Requirement: Reproduce the material word for word from its start through the line containing "positive clicks: (259, 61) (206, 40)", leaving out any pictures.

Data for processing:
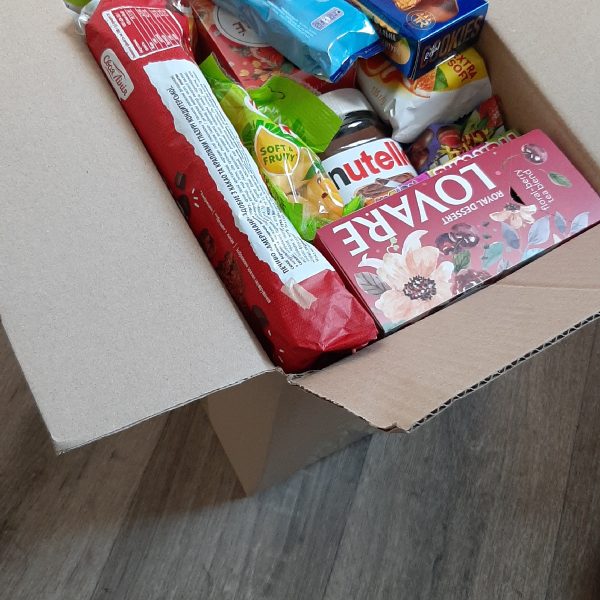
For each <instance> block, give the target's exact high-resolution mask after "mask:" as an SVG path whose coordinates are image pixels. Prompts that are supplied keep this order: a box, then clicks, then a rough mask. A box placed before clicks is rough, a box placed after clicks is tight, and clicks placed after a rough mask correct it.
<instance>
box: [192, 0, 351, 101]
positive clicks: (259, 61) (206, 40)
mask: <svg viewBox="0 0 600 600" xmlns="http://www.w3.org/2000/svg"><path fill="white" fill-rule="evenodd" d="M190 4H191V7H192V10H193V12H194V15H195V19H196V25H197V43H196V55H197V59H198V62H202V61H203V60H204V59H205V58H206V57H207V56H208V55H209V54H211V53H212V54H214V55H215V57H216V59H217V60H218V62H219V64H220V65H221V67H222V68H224V69H225V70H226V71H227V74H228V75H229V76H230V77H231V78H232V79H234V80H235V81H236V82H237V83H239V84H240V85H242V86H244V87H245V88H247V89H248V88H256V87H260V86H261V85H263V84H264V83H265V82H266V81H267V80H268V79H269V78H270V77H271V76H273V75H285V76H286V77H290V78H291V79H294V80H295V81H297V82H298V83H301V84H302V85H304V86H305V87H306V88H308V89H309V90H311V91H313V92H315V93H318V94H321V93H325V92H329V91H331V90H334V89H338V88H343V87H354V83H355V80H356V69H355V68H352V69H350V70H349V71H348V72H347V73H346V74H345V75H344V76H343V77H342V78H341V79H340V81H338V82H337V83H335V84H334V83H330V82H329V81H326V80H324V79H319V78H318V77H315V76H314V75H311V74H310V73H306V72H304V71H302V70H301V69H299V68H298V67H296V66H295V65H294V64H292V63H291V62H290V61H288V60H286V58H285V57H284V56H283V55H282V54H281V53H279V52H278V51H277V50H275V48H272V47H271V46H269V45H268V44H265V42H263V41H262V40H261V39H260V36H259V35H258V34H257V33H256V32H255V31H254V30H253V29H252V28H251V27H250V26H249V25H248V24H246V23H244V22H243V21H240V19H238V18H237V17H236V16H234V15H232V14H231V13H230V12H228V11H227V10H225V9H224V8H222V7H219V6H215V5H214V3H213V2H212V1H211V0H190Z"/></svg>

Solution:
For each <instance> block, give the target's exact high-resolution mask after "mask:" as an SVG path whose coordinates are image pixels. Prompts that are supplied keep this order: a box, then clicks, then a rough mask. A box placed before clicks is rough, a box placed after clicks is tight, and clicks placed after a rough mask correct it.
<instance>
box: [192, 0, 351, 101]
positive clicks: (259, 61) (206, 40)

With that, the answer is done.